Is It Time For School? DISD Buses Show Up Late, Drop Off Kids at Wrong Location.
Dallas, Texas – Some Dallas Independent School District parents wake up wondering if their children’s buses will show up. If they do, will they be late? Will they drop the kids off at the right location? These are questions Lauren Fazio asks herself as she readies her kids for school in the morning.
One Monday a couple of weeks ago, the bus didn’t show up for Fazio’s youngest, her 7-year-old son, in the morning or the afternoon. The next day, her youngest son’s bus showed up early, but the bus for her oldest son, an 8-year-old special education student at DISD, didn’t show up at all. That afternoon, her youngest was dropped off at the wrong address.
On Wednesday, the buses arrived late but otherwise ran without issue. But the next day, the bus was late picking up her youngest son, and no bus came for her older son.
The same morning, the phones were down at the call center for the school district’s student transportation services department, so she couldn’t reach anyone to sort out a ride for her oldest.
In all of these instances, Fazio has been lucky enough to be able to drop everything she is doing to get her children to and from school. But others don’t have this luxury. She says this is about equity.
“This is unacceptable,” Fazio says. “This needs to be fixed.”

## [Dataset extract]
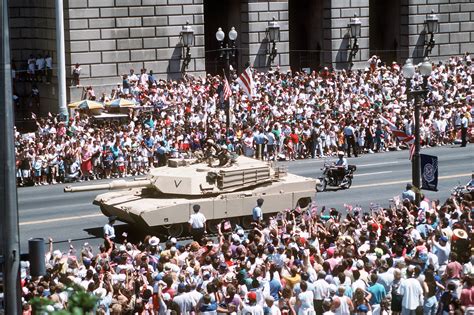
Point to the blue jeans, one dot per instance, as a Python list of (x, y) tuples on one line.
[(430, 306)]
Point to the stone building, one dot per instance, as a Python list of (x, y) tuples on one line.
[(110, 37)]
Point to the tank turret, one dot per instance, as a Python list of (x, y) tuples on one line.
[(166, 197)]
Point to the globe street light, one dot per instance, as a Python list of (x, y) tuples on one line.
[(408, 71), (227, 53), (187, 36), (431, 23), (355, 31), (273, 34)]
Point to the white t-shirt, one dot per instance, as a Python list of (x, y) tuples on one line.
[(252, 309), (306, 299), (412, 293), (197, 220)]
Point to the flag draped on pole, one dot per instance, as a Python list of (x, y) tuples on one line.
[(402, 136), (227, 90), (245, 80)]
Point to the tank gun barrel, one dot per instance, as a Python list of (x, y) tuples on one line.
[(114, 185)]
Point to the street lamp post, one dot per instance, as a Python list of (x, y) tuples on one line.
[(355, 32), (227, 53), (273, 34), (431, 24), (419, 96), (187, 36)]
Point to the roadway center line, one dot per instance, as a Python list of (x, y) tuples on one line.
[(406, 181), (374, 173), (375, 164), (77, 217)]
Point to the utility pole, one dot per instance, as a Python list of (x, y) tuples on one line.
[(10, 255)]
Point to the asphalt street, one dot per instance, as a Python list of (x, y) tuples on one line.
[(47, 211)]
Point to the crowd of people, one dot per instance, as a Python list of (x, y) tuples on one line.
[(291, 115), (401, 259)]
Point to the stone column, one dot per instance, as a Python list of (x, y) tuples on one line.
[(337, 16), (455, 34), (255, 46)]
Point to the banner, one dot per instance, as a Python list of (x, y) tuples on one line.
[(429, 172)]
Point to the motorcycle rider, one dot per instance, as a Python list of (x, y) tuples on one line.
[(340, 167)]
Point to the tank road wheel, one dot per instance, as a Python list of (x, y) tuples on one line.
[(321, 186), (247, 222), (304, 202), (175, 230)]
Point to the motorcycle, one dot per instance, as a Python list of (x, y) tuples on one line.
[(331, 178)]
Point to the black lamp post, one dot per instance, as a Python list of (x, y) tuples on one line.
[(355, 30), (431, 24), (273, 35), (187, 37), (419, 95), (227, 53)]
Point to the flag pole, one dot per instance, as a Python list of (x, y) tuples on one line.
[(227, 110)]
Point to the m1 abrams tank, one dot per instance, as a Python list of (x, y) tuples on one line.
[(166, 197)]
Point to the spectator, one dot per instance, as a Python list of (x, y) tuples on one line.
[(76, 74)]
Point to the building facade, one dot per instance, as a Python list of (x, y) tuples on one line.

## [Directions]
- 1) According to the DISD bus article, how old is Fazio's oldest son?
- 2) Please reproduce the stretch of the DISD bus article from "Is It Time For" through "in the morning.".
The listing comes from a separate source.

## [Numbered answers]
- 1) He is 8 years old.

- 2)
Is It Time For School? DISD Buses Show Up Late, Drop Off Kids at Wrong Location.
Dallas, Texas – Some Dallas Independent School District parents wake up wondering if their children’s buses will show up. If they do, will they be late? Will they drop the kids off at the right location? These are questions Lauren Fazio asks herself as she readies her kids for school in the morning.